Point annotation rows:
____________________
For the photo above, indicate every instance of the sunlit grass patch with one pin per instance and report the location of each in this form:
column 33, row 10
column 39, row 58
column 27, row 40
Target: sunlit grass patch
____________________
■ Aim
Please copy every row above word for word, leaving each line unchanged.

■ The answer
For the photo above, indicate every instance of the sunlit grass patch with one pin per instance and report the location of each in this form:
column 33, row 10
column 39, row 58
column 27, row 40
Target: sunlit grass patch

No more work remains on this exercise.